文本内容:
☆ ☆ ☆ ☆ ☆
[题解] poj 2762 Going from u to v or from v to u? (tarjan强连通分量)

- 传送门 -

#Going from u to v or from v to u?

Description

In order to make their sons brave, Jiajia and Wind take them to a big cave. The cave has n rooms, and one-way corridors connecting some rooms. Each time, Wind choose two rooms x and y, and ask one of their little sons go from one to the other. The son can either go from x to y, or from y to x. Wind promised that her tasks are all possible, but she actually doesn't know how to decide if a task is possible. To make her life easier, Jiajia decided to choose a cave in which every pair of rooms is a possible task. Given a cave, can you tell Jiajia whether Wind can randomly choose two rooms without worrying about anything?

Input

The first line contains a single integer T, the number of test cases. And followed T cases.
☆ ☆ ☆ ☆ ☆
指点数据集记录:
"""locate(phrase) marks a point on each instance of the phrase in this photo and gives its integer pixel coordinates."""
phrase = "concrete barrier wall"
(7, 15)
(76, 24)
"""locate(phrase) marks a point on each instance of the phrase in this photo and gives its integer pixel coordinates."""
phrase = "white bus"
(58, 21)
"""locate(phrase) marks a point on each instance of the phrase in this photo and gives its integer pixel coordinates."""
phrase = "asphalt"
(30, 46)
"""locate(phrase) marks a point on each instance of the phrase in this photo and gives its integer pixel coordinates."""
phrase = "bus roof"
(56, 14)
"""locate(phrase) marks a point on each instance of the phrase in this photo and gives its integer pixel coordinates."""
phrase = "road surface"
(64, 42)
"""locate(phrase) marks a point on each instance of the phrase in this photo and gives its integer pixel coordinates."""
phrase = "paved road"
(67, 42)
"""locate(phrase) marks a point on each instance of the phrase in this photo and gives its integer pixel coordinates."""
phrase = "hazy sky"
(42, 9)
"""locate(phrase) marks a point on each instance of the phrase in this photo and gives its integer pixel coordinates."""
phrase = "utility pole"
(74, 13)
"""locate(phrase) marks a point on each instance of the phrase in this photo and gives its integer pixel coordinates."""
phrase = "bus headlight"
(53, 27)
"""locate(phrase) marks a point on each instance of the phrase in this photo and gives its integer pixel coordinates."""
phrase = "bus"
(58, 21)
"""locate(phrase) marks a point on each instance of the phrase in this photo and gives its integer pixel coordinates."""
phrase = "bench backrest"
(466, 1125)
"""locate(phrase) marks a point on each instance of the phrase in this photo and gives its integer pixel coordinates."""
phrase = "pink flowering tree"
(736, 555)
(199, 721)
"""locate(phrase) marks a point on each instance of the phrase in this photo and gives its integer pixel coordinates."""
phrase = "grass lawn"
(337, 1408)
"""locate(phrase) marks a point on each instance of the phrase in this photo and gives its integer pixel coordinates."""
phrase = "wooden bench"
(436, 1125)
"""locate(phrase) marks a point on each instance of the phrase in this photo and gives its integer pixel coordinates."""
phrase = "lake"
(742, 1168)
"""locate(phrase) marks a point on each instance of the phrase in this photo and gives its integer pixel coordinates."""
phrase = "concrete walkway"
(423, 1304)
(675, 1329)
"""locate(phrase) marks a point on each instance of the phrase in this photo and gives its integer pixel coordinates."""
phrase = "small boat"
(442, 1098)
☆ ☆ ☆ ☆ ☆
练习题目:
用两句话概括这篇题解。 这些数据行跟题解内容没有关系。

参考答案:
这篇题解讲的是 poj 2762，标题注明用 tarjan 强连通分量来做。题目说一个洞穴有 n 个房间，部分房间由单向通道相连，要判断洞穴里任意选两个房间 x 和 y 时，是否总能从 x 走到 y 或从 y 走到 x；输入第一行给出测试用例数 T。